Stored items:
☆ ☆ ☆ ☆ ☆ ☆ ☆
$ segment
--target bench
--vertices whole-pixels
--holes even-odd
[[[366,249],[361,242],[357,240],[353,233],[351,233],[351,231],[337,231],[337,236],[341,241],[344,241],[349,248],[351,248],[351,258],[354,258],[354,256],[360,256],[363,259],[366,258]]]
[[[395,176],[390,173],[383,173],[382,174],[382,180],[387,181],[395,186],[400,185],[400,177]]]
☆ ☆ ☆ ☆ ☆ ☆ ☆
_What you should do_
Exact retyping of every entry is required.

_Answer to the exercise_
$ segment
--target bench
--vertices whole-pixels
--holes even-odd
[[[366,249],[361,242],[357,240],[353,233],[351,233],[351,231],[337,231],[337,236],[341,241],[344,241],[349,248],[351,248],[351,258],[354,258],[354,256],[360,256],[363,259],[366,258]]]
[[[395,176],[390,173],[383,173],[382,174],[382,180],[387,181],[395,186],[400,185],[400,177]]]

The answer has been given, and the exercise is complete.